DATASET RECORDS:
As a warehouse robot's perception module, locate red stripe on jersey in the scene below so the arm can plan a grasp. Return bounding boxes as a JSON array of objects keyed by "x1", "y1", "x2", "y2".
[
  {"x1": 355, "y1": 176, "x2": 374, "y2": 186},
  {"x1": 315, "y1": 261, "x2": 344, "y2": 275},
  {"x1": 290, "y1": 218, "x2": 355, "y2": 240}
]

DIRECTIONS FOR THIS TASK: Write out the material above again, word for word and line for line, with nothing changed.

RESULT OF THIS TASK:
As a warehouse robot's perception module, locate red stripe on jersey in the scene below so the arm can plan a grasp. Return bounding boxes as a JSON array of objects keyed by "x1", "y1", "x2", "y2".
[
  {"x1": 355, "y1": 176, "x2": 374, "y2": 186},
  {"x1": 315, "y1": 261, "x2": 344, "y2": 275},
  {"x1": 290, "y1": 218, "x2": 355, "y2": 240}
]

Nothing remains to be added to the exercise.